# SIB - Portfolio of Machine Learning Algorithms

## Exercise 7: Implementing the KNNRegressor with RMSE

### 7.1) 
Add the RMSE metric to the "metrics" sub-package.
You must create a new module named "rmse.py".
Consider the structure of the rmse function as presented in the following slide:

  - In the "metrics" sub-package, add a new module named "rmse.py" containing the following function:

  def rmse:
  - arguments:
    - y_true – real values of y
    - y_pred – predicted values of y
  - expected output:
    - A float corresponding to the error between y_true and y_pred
  - algorithm:
    - Calculate the error following the RMSE formula


### 7.2) 
Add the "KNNRegressor" class to the "models" sub- package. You should create a module named "knn_regressor.py" to implement this class. Consider the structure of the "KNNRegressor" as presented in the next slides:



#### KNNRegressor Class

In the "models" sub-package, add the module "knn_regressor.py", which should contain the "KNNRegressor" class.

class KNNRegressor(Model):
- parameters:
  - k – the number of k nearest examples to consider
  - distance – a function that calculates the distance between a sample and the samples in the training dataset
- estimated parameters:
  - dataset – stores the training dataset
- methods:
  - _fit – stores the training dataset
  - _predict – estimates the label value for a sample based on the k most similar examples
  - _score – calculates the error between the estimated values and the real ones (rmse)

---

KNNRegressor._fit:
- signature:
  - Input: dataset – training dataset
  - Output: self – KNNRegressor
- algorithm:
  - Store the training dataset

---

KNNRegressor._predict:
- signature:
  - Input: dataset – test dataset
  - Output: predictions – an array of predicted values for the testing dataset (y_pred)
- algorithm:
  1. Calculate the distance between each sample and various samples in the training dataset
  2. Obtain the indexes of the k most similar examples (shortest distance)
  3. Use the previous indexes to retrieve the corresponding values in y
  4. Calculate the average of the values obtained in step 3
  5. Apply steps 1, 2, 3, and 4 to all samples in the testing dataset

---

KNNRegressor._score:
- signature:
  - Input: dataset – test dataset
  - Output: error – error between predictions and actual values
- algorithm:
  1. Get the predictions (y_pred)
  2. Calculate the rmse between actual values and predictions


### 7.3) 
Test the "KNNRegressor" class using the "cpu.csv" dataset (regression).

In [15]:
import sys
sys.path.append('C:/Users/dases/Desktop/SI/repositorio/si-2/src')

import numpy as np
from si.io.csv_file import read_csv
from si.models.knn_regressor import KNNRegressor
from si.model_selection.split import train_test_split
from si.metrics.rmse import rmse
from sklearn.neighbors import KNeighborsRegressor
from sklearn.metrics import mean_squared_error

# Carregar o dataset cpu
cpu = read_csv("../datasets/cpu/cpu.csv", features=True, label=True)

= SET TASK =
Give back the part of the KNNRegressor exercise that opens with the words "#### KNNRegressor Class" and ends after "real ones (rmse)", copied word for word.

= DATA BLOCK =
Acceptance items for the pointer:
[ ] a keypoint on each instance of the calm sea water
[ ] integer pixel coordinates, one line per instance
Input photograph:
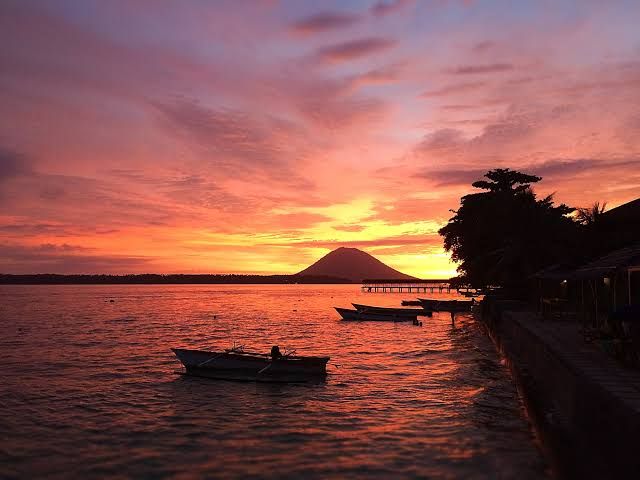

= FINAL RESULT =
#### KNNRegressor Class

In the "models" sub-package, add the module "knn_regressor.py", which should contain the "KNNRegressor" class.

class KNNRegressor(Model):
- parameters:
  - k – the number of k nearest examples to consider
  - distance – a function that calculates the distance between a sample and the samples in the training dataset
- estimated parameters:
  - dataset – stores the training dataset
- methods:
  - _fit – stores the training dataset
  - _predict – estimates the label value for a sample based on the k most similar examples
  - _score – calculates the error between the estimated values and the real ones (rmse)